[Records from a data collection]
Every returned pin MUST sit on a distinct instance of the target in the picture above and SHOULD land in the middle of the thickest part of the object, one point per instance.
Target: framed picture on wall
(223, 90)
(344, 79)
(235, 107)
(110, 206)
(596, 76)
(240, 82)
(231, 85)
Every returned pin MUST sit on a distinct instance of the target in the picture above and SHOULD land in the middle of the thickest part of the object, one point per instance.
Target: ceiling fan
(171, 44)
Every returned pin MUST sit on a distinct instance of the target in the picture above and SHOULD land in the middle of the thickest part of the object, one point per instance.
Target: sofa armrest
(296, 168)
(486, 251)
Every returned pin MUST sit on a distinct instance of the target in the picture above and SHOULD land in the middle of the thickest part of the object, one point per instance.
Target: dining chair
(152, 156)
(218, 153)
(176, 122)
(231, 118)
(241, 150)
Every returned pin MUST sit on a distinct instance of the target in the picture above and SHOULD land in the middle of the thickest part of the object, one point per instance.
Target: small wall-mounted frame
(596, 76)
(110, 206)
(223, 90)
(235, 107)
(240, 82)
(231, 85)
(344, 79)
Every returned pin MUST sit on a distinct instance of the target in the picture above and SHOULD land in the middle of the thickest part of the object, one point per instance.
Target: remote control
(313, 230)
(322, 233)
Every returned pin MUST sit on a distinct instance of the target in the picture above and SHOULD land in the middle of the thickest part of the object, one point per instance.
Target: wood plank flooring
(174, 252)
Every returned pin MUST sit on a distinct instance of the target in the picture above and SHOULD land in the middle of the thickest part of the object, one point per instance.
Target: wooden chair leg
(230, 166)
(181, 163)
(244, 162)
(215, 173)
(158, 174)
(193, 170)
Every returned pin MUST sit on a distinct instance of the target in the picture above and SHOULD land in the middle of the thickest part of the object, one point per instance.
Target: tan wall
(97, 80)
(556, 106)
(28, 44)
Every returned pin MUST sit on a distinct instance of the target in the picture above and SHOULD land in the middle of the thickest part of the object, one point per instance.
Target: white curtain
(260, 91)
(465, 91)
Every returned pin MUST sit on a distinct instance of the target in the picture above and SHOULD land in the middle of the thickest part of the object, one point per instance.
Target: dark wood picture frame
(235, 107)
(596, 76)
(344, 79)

Exercise aim
Copy all the entries verbatim.

Response box
Every returned pin MUST sit on a distinct instance of the target in the picture above and SHOULD land in the middle of the thickest part of the object, one point per instance.
Target: framed picture on wall
(223, 90)
(344, 79)
(235, 107)
(110, 206)
(596, 76)
(240, 82)
(231, 85)
Every returned pin MUST sit on a distinct instance of the target in the picture above and SHOULD land in the middle of the thickest part of the object, one point per instance.
Target: ceiling fan
(171, 44)
Every returned pin MUST sit on a distinct instance of the target in the picture above and SHOULD land in the middle of the thickest part of the object, one point per instance.
Target: sofa armrest
(296, 168)
(486, 251)
Every returned pin MUST sit on a distinct instance of the target in the picture above and SHOULD land in the middle of the thickest part of the object, one point per instance.
Target: dining chair
(152, 156)
(218, 153)
(176, 122)
(231, 118)
(241, 150)
Every returned pin MUST sit on a distinct instance of the target in the picture above and SHOULD land in the middle of the thickest part of the object, one point per instance.
Target: small wall-mounted frame
(596, 76)
(110, 206)
(223, 90)
(235, 107)
(240, 82)
(231, 85)
(344, 79)
Every returned pin MUST sit on a distinct instance of the target in the picture above and SHOULD land in the middle of the thickest part of the object, one point per instance.
Target: remote control
(313, 230)
(322, 233)
Every returned pin MUST sit on a distinct instance of the target in the picture above and SHOULD land in the middle of the thickest part of the object, one point per instance.
Target: wood plank flooring
(174, 252)
Every returned pin MUST sit on a distinct instance of the target in the picture above and SHOULD land in the middle of the thickest part of the object, one point per instance.
Target: wooden chair leg
(230, 166)
(181, 163)
(244, 162)
(215, 173)
(158, 174)
(193, 170)
Every returned pin MUST sit on a distinct instance of the target in the picture above and SHOULD land in the middle of the thickest part of the object, one point per instance.
Target: tan wall
(97, 80)
(556, 106)
(28, 44)
Every returned pin MUST sit on a distinct instance of the target in the picture above and SHOULD land in the middle of the thickest part of the object, one point per instance.
Target: white curtain
(260, 91)
(465, 91)
Every returned pin MUST sit on a distinct instance of the target in the picture above and SHOULD land in the middle of the thickest part of the object, one point per instance.
Target: dark wood picture frame
(235, 107)
(596, 76)
(344, 79)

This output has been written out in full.